[START]

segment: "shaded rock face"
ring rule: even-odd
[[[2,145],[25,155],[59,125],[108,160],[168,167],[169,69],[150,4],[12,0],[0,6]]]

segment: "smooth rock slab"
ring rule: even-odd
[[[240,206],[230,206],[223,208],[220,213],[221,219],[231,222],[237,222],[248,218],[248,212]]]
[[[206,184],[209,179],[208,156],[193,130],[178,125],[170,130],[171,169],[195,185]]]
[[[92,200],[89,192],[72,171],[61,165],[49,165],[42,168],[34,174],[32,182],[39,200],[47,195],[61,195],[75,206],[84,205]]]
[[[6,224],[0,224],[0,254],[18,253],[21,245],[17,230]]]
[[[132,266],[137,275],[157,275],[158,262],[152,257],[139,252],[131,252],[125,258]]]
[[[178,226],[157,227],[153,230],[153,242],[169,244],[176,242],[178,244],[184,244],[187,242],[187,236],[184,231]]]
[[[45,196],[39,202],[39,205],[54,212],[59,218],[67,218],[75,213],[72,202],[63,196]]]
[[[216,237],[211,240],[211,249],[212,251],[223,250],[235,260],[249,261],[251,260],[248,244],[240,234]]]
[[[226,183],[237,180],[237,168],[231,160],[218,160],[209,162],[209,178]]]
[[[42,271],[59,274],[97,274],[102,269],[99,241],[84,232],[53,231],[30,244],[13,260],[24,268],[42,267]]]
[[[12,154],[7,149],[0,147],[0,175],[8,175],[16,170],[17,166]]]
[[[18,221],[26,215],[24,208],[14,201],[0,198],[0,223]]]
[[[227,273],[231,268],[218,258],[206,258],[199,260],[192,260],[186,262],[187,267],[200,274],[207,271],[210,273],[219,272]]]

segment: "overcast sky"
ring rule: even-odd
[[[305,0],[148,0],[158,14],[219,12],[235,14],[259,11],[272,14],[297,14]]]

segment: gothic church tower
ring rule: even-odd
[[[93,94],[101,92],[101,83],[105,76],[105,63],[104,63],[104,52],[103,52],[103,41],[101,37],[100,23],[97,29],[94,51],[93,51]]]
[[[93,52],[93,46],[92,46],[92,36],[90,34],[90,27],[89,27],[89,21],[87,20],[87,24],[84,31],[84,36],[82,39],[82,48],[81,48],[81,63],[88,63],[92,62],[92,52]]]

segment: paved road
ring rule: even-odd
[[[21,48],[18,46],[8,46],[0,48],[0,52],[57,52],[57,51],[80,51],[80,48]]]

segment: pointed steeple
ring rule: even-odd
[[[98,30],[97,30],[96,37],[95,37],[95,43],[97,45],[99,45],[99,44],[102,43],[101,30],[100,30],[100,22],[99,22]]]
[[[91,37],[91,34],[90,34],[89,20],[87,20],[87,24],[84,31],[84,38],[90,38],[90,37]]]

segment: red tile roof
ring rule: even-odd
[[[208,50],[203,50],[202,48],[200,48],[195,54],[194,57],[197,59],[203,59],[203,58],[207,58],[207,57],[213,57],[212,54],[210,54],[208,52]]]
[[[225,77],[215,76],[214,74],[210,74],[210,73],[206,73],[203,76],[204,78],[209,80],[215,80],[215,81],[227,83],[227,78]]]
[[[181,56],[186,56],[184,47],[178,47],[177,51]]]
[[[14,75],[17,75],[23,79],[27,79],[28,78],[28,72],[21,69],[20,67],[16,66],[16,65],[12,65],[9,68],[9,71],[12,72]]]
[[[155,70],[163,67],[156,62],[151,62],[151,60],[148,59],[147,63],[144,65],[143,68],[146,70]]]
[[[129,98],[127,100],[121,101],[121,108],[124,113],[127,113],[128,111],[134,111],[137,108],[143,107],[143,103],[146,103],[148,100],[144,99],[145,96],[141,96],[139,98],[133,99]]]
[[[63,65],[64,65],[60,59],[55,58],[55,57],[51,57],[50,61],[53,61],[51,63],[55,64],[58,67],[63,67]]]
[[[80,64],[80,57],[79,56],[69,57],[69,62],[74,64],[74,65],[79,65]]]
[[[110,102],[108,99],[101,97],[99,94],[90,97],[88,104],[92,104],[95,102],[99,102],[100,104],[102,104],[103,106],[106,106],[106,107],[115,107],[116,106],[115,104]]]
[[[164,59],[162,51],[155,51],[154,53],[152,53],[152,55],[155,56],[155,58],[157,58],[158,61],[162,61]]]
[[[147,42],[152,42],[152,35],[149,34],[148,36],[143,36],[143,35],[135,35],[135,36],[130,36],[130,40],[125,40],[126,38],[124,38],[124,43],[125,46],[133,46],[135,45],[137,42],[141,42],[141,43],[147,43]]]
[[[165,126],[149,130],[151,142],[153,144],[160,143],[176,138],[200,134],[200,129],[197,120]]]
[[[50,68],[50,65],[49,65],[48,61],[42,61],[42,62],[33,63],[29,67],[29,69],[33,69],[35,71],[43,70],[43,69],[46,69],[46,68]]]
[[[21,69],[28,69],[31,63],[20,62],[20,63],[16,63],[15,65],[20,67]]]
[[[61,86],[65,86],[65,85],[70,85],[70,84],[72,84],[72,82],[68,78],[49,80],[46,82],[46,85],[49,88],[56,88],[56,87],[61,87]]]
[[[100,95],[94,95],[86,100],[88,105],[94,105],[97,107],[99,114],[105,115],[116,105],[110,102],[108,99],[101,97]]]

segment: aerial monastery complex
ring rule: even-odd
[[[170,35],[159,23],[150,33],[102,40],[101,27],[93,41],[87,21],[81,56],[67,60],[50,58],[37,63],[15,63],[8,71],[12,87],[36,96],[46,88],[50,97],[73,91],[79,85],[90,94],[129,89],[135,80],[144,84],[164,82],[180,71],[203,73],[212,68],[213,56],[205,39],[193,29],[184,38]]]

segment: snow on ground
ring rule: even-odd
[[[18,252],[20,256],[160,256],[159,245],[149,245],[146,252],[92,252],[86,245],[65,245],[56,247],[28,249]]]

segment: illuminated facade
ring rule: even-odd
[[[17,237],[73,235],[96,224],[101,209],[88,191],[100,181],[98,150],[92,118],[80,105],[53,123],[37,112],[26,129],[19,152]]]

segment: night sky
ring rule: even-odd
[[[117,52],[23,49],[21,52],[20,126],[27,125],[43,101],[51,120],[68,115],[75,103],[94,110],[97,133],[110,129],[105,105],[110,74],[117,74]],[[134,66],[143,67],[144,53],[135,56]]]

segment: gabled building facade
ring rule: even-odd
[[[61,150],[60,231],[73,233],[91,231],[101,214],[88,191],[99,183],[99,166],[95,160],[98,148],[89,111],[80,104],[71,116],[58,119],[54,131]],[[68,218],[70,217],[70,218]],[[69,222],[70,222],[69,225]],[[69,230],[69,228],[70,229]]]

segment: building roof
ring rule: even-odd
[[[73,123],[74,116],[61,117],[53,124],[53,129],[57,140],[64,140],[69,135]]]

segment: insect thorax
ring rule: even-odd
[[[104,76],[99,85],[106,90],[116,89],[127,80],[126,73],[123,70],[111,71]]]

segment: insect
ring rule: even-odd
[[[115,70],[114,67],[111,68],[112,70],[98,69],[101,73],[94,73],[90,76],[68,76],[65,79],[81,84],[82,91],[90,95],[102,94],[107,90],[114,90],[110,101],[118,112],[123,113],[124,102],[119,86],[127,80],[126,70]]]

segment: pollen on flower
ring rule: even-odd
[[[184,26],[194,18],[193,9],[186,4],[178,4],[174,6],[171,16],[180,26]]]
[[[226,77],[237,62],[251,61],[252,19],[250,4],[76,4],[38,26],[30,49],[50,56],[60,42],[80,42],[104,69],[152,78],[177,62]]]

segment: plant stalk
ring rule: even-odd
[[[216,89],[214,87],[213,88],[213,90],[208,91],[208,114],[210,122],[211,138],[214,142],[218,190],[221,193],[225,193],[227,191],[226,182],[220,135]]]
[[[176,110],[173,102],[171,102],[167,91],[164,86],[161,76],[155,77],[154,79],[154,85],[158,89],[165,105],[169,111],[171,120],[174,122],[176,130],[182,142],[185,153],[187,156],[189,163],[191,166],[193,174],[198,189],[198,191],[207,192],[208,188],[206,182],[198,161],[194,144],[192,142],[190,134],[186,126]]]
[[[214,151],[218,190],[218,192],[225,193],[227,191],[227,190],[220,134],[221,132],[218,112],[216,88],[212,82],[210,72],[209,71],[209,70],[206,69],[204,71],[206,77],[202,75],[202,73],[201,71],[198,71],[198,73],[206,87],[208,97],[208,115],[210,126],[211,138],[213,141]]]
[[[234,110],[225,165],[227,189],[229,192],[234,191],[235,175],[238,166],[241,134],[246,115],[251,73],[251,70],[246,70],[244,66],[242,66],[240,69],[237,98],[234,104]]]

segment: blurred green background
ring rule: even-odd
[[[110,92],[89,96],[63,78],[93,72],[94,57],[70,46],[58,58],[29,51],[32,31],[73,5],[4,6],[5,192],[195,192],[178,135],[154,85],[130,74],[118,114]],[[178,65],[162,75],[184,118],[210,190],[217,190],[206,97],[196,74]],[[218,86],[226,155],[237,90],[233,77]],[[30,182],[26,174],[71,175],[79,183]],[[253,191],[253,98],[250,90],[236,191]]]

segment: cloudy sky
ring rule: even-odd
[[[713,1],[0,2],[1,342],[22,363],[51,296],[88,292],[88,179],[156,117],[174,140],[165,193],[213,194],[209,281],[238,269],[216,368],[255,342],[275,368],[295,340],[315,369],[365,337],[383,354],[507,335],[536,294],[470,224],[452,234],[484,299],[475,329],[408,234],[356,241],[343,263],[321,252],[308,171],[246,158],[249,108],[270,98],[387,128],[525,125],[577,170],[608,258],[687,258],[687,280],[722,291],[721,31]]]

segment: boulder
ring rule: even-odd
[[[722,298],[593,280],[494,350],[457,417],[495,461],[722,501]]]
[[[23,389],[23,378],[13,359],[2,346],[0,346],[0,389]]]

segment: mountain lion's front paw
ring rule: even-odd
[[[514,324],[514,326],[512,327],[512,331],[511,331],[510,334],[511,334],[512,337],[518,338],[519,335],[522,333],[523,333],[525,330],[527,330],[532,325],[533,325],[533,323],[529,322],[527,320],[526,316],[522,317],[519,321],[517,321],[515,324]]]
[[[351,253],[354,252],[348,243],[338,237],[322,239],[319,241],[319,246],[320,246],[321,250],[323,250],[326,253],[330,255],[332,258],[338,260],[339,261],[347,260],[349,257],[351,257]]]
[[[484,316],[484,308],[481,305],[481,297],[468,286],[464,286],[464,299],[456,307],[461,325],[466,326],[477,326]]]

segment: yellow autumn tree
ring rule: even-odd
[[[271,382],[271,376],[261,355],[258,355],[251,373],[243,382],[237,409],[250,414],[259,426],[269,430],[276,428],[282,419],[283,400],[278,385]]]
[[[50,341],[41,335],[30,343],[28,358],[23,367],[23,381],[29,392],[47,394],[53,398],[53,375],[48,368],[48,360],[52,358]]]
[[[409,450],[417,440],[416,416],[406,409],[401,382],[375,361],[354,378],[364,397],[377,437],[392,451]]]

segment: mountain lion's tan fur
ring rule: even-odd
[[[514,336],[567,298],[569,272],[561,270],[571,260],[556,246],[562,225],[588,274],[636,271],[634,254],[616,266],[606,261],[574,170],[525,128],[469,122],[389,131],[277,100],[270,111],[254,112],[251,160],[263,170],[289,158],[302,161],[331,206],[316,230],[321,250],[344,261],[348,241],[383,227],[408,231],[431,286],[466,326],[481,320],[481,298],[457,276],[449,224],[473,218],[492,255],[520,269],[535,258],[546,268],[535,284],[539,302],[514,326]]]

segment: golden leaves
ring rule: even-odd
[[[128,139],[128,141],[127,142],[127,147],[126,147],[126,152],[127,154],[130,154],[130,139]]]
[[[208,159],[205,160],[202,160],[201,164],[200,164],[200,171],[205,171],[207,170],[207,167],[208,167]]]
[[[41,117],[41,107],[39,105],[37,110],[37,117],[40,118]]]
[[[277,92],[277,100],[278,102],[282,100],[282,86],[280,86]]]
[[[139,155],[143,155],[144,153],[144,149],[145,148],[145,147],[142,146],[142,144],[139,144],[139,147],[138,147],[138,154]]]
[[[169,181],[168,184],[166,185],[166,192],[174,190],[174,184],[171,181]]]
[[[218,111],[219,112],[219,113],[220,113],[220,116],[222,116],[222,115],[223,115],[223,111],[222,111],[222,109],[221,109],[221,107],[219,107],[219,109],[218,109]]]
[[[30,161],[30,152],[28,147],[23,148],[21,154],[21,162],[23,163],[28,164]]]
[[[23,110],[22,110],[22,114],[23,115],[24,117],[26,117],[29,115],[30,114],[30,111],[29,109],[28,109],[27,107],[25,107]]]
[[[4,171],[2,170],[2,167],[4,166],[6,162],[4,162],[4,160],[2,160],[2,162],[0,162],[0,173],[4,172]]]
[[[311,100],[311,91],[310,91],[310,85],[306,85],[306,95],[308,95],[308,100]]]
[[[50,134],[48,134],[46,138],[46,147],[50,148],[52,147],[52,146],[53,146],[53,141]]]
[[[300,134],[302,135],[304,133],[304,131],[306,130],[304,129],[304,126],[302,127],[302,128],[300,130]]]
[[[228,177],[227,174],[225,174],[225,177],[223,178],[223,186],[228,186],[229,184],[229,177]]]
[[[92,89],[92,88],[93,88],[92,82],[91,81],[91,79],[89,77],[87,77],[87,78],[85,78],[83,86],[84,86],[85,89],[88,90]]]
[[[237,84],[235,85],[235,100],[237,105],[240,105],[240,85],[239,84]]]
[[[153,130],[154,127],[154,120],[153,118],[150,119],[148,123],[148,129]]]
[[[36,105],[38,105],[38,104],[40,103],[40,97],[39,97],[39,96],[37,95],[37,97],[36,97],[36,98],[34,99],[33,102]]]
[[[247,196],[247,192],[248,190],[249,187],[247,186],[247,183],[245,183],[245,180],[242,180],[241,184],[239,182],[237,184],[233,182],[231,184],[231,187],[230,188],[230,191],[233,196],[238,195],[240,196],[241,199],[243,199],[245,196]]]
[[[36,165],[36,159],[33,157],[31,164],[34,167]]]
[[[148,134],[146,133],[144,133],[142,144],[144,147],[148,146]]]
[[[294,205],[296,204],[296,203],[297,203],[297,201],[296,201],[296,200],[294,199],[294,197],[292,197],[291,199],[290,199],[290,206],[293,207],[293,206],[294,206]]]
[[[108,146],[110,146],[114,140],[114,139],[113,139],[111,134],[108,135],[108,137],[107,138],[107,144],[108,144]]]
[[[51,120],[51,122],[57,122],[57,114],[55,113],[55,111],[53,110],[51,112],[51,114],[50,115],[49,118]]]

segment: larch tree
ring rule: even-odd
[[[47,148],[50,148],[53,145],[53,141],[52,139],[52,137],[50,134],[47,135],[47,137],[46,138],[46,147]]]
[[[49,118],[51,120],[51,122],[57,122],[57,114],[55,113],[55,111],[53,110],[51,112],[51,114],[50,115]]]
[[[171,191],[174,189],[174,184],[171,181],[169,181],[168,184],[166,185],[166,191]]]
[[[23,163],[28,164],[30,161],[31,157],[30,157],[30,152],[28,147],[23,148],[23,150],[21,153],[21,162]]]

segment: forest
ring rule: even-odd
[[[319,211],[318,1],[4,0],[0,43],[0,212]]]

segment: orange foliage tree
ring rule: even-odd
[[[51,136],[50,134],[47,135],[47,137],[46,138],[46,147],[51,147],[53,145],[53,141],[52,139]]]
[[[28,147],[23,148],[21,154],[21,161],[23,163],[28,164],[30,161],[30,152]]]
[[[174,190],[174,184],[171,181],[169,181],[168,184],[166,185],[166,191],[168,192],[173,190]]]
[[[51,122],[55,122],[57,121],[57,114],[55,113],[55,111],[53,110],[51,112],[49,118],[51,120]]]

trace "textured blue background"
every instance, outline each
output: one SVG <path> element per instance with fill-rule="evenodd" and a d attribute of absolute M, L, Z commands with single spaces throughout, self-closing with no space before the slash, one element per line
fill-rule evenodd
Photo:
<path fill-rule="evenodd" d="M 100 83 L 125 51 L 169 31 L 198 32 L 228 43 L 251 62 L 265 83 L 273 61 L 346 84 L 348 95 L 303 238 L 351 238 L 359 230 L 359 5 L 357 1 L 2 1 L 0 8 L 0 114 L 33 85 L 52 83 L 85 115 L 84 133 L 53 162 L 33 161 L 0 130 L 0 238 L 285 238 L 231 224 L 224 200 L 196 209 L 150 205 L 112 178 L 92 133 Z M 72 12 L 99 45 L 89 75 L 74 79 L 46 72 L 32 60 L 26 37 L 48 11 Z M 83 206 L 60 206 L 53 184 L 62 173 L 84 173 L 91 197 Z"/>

[END]

__What to work on__. Reproduce the lines of the entries above exactly, but only from the line containing "segment: larch tree" through the final line.

__Exercise solution__.
segment: larch tree
ring rule: even-odd
[[[47,148],[50,148],[53,145],[53,141],[52,139],[52,137],[50,134],[47,135],[47,137],[46,138],[46,147]]]
[[[49,118],[51,120],[51,122],[57,122],[57,114],[55,113],[55,111],[53,110],[51,112],[51,114],[50,115]]]
[[[171,191],[174,189],[174,184],[171,181],[169,181],[168,184],[166,185],[166,191]]]
[[[23,163],[28,164],[30,161],[31,157],[30,157],[30,152],[28,147],[23,148],[23,150],[21,153],[21,162]]]

segment: forest
ring rule: even-odd
[[[319,211],[318,1],[4,0],[0,43],[0,212]]]

segment: orange foliage tree
ring rule: even-odd
[[[51,136],[50,134],[47,135],[47,137],[46,138],[46,147],[51,147],[53,145],[53,141],[52,139]]]
[[[28,147],[23,148],[21,154],[21,161],[23,163],[28,164],[30,161],[30,152]]]
[[[174,190],[174,184],[171,181],[169,181],[168,184],[166,185],[166,191],[168,192],[173,190]]]
[[[51,122],[55,122],[57,121],[57,114],[55,113],[55,111],[53,110],[51,112],[49,118],[51,120]]]

trace "textured blue background"
every instance, outline each
output: one SVG <path> element per instance with fill-rule="evenodd" and a d attribute of absolute M, L, Z commands with single spaces throughout, self-closing with no space before the slash, one element per line
fill-rule evenodd
Photo:
<path fill-rule="evenodd" d="M 100 83 L 125 51 L 169 31 L 198 32 L 228 43 L 251 62 L 265 83 L 273 61 L 346 84 L 348 95 L 303 238 L 351 238 L 359 230 L 359 5 L 357 1 L 2 1 L 0 8 L 0 114 L 33 85 L 52 83 L 85 115 L 84 133 L 53 162 L 33 161 L 0 130 L 0 238 L 285 238 L 231 224 L 224 200 L 196 209 L 150 205 L 112 178 L 92 133 Z M 72 12 L 99 45 L 89 75 L 74 79 L 46 72 L 32 60 L 26 37 L 48 11 Z M 83 206 L 60 206 L 53 184 L 62 173 L 84 173 L 91 197 Z"/>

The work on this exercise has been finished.